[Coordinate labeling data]
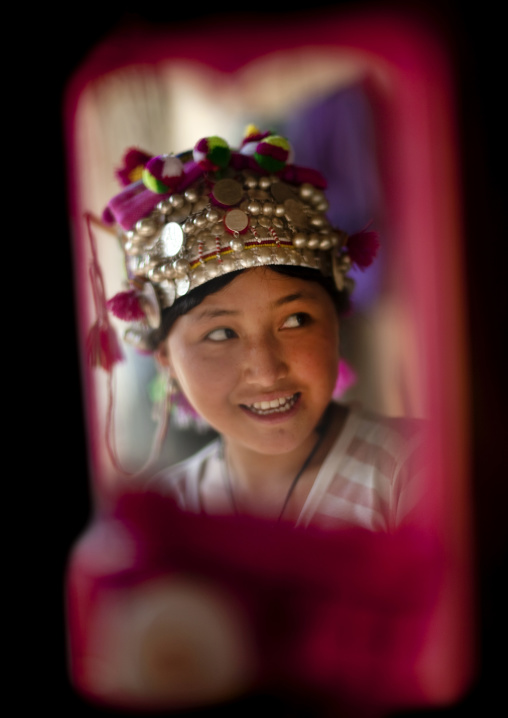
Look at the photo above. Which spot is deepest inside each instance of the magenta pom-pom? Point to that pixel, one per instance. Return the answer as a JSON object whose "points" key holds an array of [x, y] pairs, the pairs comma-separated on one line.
{"points": [[131, 170], [126, 306], [363, 247], [102, 346]]}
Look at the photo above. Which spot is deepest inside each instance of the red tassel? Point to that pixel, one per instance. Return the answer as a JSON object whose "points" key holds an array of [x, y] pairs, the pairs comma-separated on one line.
{"points": [[102, 346], [126, 306], [363, 247]]}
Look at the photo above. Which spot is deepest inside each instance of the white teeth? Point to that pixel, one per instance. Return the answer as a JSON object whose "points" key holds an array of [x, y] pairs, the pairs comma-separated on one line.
{"points": [[275, 405]]}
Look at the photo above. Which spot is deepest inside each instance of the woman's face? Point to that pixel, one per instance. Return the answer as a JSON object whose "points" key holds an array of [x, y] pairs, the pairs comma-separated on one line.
{"points": [[258, 359]]}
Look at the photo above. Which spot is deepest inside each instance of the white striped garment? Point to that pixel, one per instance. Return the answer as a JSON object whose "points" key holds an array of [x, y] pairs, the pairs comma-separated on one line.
{"points": [[371, 476]]}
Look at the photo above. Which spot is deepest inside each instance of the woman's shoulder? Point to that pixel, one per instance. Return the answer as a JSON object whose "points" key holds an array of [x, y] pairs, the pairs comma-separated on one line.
{"points": [[182, 479], [394, 434]]}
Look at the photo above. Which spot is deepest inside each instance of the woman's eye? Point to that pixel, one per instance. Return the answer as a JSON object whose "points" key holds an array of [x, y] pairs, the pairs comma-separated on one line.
{"points": [[296, 320], [221, 335]]}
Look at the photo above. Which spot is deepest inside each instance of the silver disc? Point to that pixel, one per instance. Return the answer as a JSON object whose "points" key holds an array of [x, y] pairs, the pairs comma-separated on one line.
{"points": [[171, 239]]}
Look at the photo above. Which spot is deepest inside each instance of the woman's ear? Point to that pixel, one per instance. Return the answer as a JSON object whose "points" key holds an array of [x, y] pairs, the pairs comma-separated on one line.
{"points": [[162, 355]]}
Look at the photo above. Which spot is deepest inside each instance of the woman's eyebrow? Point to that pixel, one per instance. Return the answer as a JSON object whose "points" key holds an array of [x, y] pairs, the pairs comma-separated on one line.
{"points": [[218, 312], [293, 298]]}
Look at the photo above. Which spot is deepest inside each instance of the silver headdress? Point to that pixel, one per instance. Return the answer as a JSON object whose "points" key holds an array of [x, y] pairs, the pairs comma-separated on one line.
{"points": [[213, 210]]}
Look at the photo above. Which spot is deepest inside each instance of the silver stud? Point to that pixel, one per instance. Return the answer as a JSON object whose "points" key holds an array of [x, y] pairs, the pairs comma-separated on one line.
{"points": [[171, 239]]}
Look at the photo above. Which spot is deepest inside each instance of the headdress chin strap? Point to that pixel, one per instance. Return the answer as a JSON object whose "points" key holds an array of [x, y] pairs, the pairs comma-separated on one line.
{"points": [[183, 220], [103, 349]]}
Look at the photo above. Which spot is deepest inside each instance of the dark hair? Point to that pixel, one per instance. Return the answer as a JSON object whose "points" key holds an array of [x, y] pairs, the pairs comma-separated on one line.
{"points": [[184, 304]]}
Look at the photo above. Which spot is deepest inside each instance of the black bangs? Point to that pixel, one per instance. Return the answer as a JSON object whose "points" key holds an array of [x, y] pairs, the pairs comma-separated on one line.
{"points": [[184, 304]]}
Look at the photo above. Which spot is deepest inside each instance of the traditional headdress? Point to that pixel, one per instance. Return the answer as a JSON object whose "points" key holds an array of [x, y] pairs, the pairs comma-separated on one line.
{"points": [[185, 219], [188, 218]]}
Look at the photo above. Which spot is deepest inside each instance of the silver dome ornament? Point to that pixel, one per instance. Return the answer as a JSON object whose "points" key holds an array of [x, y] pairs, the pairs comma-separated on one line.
{"points": [[191, 195], [236, 220], [250, 182], [182, 285], [165, 207], [177, 201], [147, 227], [254, 206], [236, 244], [167, 290], [300, 240], [171, 239], [213, 215], [181, 267]]}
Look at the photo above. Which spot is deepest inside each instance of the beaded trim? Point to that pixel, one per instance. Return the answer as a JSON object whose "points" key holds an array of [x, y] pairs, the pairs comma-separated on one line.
{"points": [[192, 237]]}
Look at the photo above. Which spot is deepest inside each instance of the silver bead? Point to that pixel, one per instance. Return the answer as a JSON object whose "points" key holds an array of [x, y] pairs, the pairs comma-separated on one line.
{"points": [[254, 207], [181, 267], [168, 293], [228, 264], [251, 182], [165, 206], [325, 243], [147, 226], [188, 226], [300, 240], [317, 220], [213, 268], [200, 220], [317, 197], [213, 215], [171, 239], [306, 191], [201, 204]]}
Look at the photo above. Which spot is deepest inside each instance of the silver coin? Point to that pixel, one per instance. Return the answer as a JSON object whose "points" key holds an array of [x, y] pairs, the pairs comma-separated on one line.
{"points": [[171, 239]]}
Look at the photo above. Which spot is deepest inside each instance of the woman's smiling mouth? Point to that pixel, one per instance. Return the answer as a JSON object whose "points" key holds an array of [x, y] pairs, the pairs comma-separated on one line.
{"points": [[275, 406]]}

Problem details = Pictures are not part of the copy; output everything else in the records exactly.

Output for this exercise =
Look at the photo above. Which spot is deepest inside each instance of the magenta pom-pom? Point to that pixel, one per instance. Return the answer as a JSON object whose "points" key holds an array of [x, y] pairs, the pairs comma-separated on one line.
{"points": [[131, 170], [126, 306], [363, 247], [102, 346]]}
Look at the photo above. Which spot is deepest inside each instance of the red tassel? Point to that pixel, one per instance. Return the answer as a JSON object whose "points" key holds an array of [x, y] pairs, the pairs comma-separated on one line.
{"points": [[102, 346], [126, 306], [363, 247]]}
Look at the photo above. Which spot is deepest inside each instance of the white teeth? Point to that pixel, one per instance. Return the answer as a JSON object whose "points" key holds an array of [x, y] pairs, the pairs comma-separated on one line.
{"points": [[275, 405]]}
Look at the photo above. Which spot is deepest inside each instance of the woman's face? Point to that pixel, one per instance. Return the answer as a JSON object whose "points" key holds an array of [x, y] pairs, the pairs comma-separated on one line.
{"points": [[258, 359]]}
Look at the photo above. Which spot is deepest inside each instance of the white striped garment? Point to that pixel, one per instance. Return the answer as a JSON object whose "points" key holds an array of [x, y] pairs, the pairs comma-separated on one line.
{"points": [[371, 476]]}
Look at the photo above. Which spot is deepest inside each instance of the woman's shoulder? Point to that pixel, one per instance. Return the answer as a JSON object whose "points" key holds an array of [x, y] pairs, the pairs comma-separated on one line.
{"points": [[182, 479], [394, 434]]}
Look at the photo above. Which spot is deepest inside each instance of the woman's eye? Point to that pixel, one per instance. Return the answer as a JSON object whose "points" key holds an array of [x, y] pairs, the pairs comma-separated on one line.
{"points": [[296, 320], [221, 335]]}
Look at the photo above. Which spot is deepest inside each instance of the silver disc? Point to that pixel, one per instance. Return the answer as a JSON object whose "points" key holds an array of [x, y] pairs, the pairs comma-separated on one line.
{"points": [[171, 239]]}
Look at the photo above. Which spot is deepest inside each instance of the woman's ear? Point to that pixel, one per instance. Return the answer as a JSON object whose "points" key holds an array of [x, y] pairs, the pairs comma-separated on one line.
{"points": [[162, 355]]}
Look at the photo above. Which spot is deepest inside each instance of the woman's eyebrow? Point to that pixel, one per instance. Return the answer as a JSON object whose "points" key holds an array of [x, y] pairs, the pairs comma-separated on one line.
{"points": [[218, 312], [293, 298]]}
Look at the photo above. Which spot is deepest inside each instance of the silver headdress? Point to that pixel, one per instance. Return the answer as a JSON object whose "points" key holds an array of [x, y] pairs, the pairs comma-separated on one line.
{"points": [[213, 210]]}
Look at the photo above. Which spot is deepest inside each instance of the silver stud? Point to that pixel, one per instance. Return the answer as a JSON object whose "points" key holds an array of [x, y] pairs, the pairs comma-separated on one line.
{"points": [[171, 239]]}
Look at the photo above. Which spot is deepest inside each instance of the headdress chin strap? Point to that pixel, one per instance. Return the answer as a JSON object whose "points" key holds an array of [x, y] pairs, the pairs comma-separated on one line.
{"points": [[183, 220], [103, 349]]}
Look at the photo above. Which spot is deepest inside each instance of the dark hair? Point to that pixel, one per instance. Return the answer as a JSON object whose "points" key holds an array of [x, y] pairs, the pairs comma-separated on one line.
{"points": [[184, 304]]}
Look at the photo above. Which spot is deepest inside each instance of the black bangs? Point to that pixel, one per instance. Return the answer as a JSON object whose "points" key holds an array of [x, y] pairs, the pairs comma-separated on one line.
{"points": [[184, 304]]}
Look at the photo above. Which spot is deepest inside each instance of the traditional headdress? Point to that pixel, one per instance. Return the answer as a JSON object whose "points" key holds an array of [x, y] pairs, the pairs comma-separated on one line.
{"points": [[185, 219], [188, 218]]}
Look at the photo above. Which spot is deepest inside each instance of the silver dome ornament? Point to that pixel, one per instance. Return the answer as a JSON object whose "points" key holds an array of [x, y] pairs, the pairs comma-separated on one line.
{"points": [[191, 195], [236, 220], [250, 182], [182, 285], [165, 207], [177, 201], [147, 227], [254, 206], [236, 244], [167, 290], [300, 240], [171, 239], [213, 215], [181, 267]]}
Look at the photo above. Which spot is deepest inside each instance of the beaded trim? Point to that pixel, one per instance. Return the answer as a JSON object whose "points" key holds an array of [x, y] pairs, the pairs comma-separated on one line.
{"points": [[192, 237]]}
Look at the photo above. Which spot is deepest inside each instance of the silver bead? Point to that pixel, one per instance. Return the answer as a JSON object whose "points" key holds an array of [x, y] pairs, the pairs comma-separated on one line.
{"points": [[254, 207], [181, 267], [168, 293], [228, 264], [251, 182], [165, 206], [325, 243], [147, 226], [188, 226], [300, 240], [317, 220], [213, 268], [200, 220], [317, 197], [213, 215], [171, 239], [306, 191], [201, 204]]}
Look at the photo above. Which spot is deepest inside each instance of the silver coin? Point to that pixel, one per instance. Return the answer as a JSON object whose "points" key holds an array of [x, y] pairs, the pairs comma-separated on one line.
{"points": [[171, 239]]}
Look at the photo above. Which spot is deepest inside each instance of the woman's smiling mouth? Point to that pixel, one per instance. Return the answer as a JSON object whose "points" key holds an array of [x, y] pairs, the pairs comma-separated on one line.
{"points": [[275, 406]]}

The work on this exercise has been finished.